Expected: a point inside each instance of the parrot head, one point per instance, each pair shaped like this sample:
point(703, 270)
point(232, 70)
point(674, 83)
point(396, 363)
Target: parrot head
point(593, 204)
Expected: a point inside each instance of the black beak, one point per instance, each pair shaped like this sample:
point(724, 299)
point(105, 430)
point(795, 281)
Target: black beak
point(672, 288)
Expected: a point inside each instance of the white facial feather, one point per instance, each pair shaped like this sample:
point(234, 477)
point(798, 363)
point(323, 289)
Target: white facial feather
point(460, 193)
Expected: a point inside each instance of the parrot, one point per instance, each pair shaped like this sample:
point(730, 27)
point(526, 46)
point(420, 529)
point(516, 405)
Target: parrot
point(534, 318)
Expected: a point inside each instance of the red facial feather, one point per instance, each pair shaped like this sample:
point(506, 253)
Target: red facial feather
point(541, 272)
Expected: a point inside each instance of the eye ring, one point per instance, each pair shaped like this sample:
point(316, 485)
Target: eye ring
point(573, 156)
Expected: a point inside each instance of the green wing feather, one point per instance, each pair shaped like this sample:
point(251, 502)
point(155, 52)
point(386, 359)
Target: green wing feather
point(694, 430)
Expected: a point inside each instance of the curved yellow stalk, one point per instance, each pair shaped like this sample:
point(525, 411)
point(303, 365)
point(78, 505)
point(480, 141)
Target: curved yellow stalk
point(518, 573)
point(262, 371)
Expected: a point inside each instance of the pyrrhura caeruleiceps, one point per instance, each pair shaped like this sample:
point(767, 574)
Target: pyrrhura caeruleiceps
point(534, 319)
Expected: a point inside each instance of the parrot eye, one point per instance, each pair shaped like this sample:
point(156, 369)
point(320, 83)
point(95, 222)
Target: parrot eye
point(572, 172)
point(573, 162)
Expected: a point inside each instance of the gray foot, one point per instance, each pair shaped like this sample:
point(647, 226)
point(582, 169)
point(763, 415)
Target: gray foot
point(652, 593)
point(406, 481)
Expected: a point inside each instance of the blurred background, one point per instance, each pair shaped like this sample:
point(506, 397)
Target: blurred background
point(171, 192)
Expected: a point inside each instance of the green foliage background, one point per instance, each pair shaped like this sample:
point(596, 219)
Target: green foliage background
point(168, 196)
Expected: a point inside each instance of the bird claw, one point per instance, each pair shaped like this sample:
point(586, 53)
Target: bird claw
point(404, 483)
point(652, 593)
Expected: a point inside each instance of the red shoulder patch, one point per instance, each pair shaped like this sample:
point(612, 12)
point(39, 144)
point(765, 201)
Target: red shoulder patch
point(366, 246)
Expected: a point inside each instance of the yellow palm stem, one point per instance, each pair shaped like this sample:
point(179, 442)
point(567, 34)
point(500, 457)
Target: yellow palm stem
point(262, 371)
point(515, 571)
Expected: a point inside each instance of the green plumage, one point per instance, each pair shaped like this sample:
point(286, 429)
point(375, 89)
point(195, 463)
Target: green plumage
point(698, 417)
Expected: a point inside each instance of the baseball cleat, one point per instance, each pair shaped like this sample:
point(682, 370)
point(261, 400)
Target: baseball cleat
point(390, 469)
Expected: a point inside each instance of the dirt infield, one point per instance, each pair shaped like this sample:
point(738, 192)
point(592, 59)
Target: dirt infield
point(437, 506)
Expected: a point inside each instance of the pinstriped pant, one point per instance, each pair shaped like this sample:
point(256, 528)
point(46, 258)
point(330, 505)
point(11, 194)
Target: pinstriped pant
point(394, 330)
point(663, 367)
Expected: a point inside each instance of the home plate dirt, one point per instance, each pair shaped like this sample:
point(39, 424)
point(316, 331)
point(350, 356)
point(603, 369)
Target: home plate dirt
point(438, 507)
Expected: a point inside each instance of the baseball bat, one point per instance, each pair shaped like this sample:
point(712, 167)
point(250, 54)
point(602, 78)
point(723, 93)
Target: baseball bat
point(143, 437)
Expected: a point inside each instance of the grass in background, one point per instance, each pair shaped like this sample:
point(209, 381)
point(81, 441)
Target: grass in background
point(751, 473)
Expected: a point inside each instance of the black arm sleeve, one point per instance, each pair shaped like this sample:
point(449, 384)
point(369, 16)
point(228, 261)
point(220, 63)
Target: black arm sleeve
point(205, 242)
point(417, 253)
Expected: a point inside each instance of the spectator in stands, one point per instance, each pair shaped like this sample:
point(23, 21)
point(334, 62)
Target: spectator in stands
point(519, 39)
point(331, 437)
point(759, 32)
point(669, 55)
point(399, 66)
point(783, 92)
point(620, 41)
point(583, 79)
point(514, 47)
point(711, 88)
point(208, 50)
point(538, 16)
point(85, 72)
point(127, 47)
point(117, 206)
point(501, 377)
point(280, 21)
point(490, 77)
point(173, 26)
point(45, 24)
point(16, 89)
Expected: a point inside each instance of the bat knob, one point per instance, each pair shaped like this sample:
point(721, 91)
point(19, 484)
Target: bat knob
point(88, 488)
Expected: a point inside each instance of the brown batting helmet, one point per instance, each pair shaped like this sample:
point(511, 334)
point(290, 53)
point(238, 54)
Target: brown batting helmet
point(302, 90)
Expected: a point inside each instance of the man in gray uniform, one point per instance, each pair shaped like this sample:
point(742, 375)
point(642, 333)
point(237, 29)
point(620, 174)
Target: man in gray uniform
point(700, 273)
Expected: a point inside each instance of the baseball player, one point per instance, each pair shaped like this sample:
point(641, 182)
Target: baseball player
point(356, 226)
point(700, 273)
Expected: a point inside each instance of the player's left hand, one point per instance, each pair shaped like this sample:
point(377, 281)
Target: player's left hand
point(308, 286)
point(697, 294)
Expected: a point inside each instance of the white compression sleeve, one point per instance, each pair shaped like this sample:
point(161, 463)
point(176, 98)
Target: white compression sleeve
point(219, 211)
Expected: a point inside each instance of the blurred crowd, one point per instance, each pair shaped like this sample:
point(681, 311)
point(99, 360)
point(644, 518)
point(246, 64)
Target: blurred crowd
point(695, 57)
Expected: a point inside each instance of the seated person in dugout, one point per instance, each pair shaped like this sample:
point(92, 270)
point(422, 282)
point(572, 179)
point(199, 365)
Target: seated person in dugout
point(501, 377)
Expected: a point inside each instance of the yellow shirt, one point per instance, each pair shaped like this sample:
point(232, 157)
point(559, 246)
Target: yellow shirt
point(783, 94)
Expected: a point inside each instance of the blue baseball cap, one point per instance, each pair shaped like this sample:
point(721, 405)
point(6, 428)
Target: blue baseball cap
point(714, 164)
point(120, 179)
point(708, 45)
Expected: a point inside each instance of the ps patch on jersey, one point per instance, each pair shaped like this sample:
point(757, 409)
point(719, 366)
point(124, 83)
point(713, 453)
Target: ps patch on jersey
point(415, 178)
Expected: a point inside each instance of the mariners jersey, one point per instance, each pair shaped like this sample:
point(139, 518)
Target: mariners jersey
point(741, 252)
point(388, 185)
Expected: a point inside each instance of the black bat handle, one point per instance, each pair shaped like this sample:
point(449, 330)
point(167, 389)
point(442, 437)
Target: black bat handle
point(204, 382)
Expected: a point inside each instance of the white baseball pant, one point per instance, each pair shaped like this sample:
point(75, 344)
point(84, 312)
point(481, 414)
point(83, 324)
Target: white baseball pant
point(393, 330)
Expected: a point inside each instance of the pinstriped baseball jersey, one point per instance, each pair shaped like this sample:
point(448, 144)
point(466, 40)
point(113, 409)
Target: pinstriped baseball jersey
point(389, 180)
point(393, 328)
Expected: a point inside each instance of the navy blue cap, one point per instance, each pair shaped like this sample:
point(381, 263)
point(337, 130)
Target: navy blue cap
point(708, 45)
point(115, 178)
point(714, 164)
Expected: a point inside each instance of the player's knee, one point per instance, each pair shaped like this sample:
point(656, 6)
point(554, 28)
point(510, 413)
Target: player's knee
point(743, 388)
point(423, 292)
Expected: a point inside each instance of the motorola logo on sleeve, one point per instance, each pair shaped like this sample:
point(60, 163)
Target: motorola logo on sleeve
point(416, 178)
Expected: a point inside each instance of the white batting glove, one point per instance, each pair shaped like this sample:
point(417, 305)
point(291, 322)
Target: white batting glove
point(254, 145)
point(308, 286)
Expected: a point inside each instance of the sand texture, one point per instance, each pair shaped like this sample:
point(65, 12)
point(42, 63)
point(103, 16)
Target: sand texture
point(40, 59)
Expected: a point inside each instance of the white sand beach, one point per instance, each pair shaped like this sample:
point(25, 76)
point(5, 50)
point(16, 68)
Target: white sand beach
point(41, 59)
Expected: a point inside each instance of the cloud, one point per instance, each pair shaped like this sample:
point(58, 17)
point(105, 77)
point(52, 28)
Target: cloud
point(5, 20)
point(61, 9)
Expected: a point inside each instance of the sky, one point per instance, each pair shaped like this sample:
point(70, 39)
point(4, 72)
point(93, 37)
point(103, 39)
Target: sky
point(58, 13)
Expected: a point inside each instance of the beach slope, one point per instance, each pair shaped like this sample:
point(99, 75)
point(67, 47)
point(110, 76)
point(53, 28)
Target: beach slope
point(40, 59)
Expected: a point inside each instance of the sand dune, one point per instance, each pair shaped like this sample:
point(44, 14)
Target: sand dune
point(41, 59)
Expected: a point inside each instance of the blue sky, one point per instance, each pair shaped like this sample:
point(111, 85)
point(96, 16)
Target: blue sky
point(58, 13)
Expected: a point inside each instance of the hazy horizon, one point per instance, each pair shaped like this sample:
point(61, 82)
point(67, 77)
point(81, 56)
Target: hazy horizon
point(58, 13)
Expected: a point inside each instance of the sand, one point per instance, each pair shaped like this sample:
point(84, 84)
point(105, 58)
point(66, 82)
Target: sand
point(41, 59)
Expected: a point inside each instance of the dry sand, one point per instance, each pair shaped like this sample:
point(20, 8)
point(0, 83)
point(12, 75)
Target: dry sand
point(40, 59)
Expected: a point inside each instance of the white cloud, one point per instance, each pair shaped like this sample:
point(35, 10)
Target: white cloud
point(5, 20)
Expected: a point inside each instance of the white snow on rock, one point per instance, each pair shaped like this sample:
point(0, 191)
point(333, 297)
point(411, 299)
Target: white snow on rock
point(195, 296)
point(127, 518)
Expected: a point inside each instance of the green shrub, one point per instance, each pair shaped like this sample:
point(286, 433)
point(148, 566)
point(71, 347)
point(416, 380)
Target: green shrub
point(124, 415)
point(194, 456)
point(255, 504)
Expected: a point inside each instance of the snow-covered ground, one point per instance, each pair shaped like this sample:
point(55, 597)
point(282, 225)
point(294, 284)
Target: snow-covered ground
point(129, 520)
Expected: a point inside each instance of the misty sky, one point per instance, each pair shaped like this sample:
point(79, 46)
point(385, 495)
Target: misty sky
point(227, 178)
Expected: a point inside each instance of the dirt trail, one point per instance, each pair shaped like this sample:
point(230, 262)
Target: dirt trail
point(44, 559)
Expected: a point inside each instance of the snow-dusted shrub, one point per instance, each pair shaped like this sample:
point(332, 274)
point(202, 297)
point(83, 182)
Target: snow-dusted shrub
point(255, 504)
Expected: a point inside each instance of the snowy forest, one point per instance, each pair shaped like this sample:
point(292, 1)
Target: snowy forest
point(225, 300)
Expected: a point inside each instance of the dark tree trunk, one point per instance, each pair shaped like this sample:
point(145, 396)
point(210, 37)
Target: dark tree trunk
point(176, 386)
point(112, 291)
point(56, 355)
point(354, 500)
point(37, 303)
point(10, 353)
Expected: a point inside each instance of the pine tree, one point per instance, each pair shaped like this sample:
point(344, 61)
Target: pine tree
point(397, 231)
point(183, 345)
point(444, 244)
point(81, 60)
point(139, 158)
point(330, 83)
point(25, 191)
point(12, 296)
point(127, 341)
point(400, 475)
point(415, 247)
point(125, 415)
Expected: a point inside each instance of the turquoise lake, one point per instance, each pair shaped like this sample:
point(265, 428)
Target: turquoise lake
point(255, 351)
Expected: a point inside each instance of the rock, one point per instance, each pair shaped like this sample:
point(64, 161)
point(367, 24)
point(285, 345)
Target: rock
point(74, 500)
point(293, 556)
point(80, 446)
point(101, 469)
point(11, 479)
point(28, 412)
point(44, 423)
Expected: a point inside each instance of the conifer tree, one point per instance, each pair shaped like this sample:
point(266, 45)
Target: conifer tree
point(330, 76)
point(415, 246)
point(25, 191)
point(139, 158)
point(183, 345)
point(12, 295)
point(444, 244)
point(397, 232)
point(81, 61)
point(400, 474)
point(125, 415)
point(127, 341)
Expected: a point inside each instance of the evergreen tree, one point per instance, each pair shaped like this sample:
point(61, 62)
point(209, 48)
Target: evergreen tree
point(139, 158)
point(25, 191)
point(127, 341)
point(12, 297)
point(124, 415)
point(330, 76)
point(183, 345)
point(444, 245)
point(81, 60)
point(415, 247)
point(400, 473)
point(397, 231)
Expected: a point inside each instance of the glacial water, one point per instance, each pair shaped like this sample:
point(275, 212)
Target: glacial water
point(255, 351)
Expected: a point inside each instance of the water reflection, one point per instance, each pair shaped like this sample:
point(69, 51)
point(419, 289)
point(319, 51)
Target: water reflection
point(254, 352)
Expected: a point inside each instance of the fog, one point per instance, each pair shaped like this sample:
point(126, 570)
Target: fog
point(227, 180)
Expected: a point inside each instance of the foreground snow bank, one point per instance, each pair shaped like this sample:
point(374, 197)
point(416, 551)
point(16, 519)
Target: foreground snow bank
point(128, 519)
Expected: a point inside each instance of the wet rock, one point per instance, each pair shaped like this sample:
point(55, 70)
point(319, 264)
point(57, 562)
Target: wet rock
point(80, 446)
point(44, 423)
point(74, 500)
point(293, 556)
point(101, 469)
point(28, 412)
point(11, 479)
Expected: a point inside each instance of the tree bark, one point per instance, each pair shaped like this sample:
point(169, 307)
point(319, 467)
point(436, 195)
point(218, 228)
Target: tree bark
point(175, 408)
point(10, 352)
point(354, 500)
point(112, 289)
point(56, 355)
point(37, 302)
───
Aim of the task: Repeat the lines from the one containing "point(419, 289)" through the end of the listing, exactly and without any other lines; both ends are included.

Response to this task:
point(419, 289)
point(319, 51)
Target: water reflection
point(254, 352)
Expected: a point inside each instance of the fog, one point per instance, each pair shaped like this sample:
point(126, 570)
Target: fog
point(227, 180)
Expected: a point inside each instance of the foreground snow bank, one point per instance, each pair shaped like this sample:
point(374, 197)
point(416, 551)
point(16, 519)
Target: foreground snow bank
point(128, 519)
Expected: a point inside each instance of the wet rock, one point per instance, each pair shaped like this sample:
point(55, 70)
point(319, 264)
point(57, 562)
Target: wet rock
point(80, 446)
point(44, 423)
point(74, 500)
point(293, 556)
point(101, 469)
point(28, 412)
point(11, 479)
Expected: a point inside each instance of the tree bark, one point per instance, each pair shaped like this sample:
point(169, 307)
point(319, 467)
point(436, 195)
point(218, 228)
Target: tree bark
point(175, 408)
point(10, 352)
point(354, 500)
point(112, 289)
point(56, 355)
point(37, 302)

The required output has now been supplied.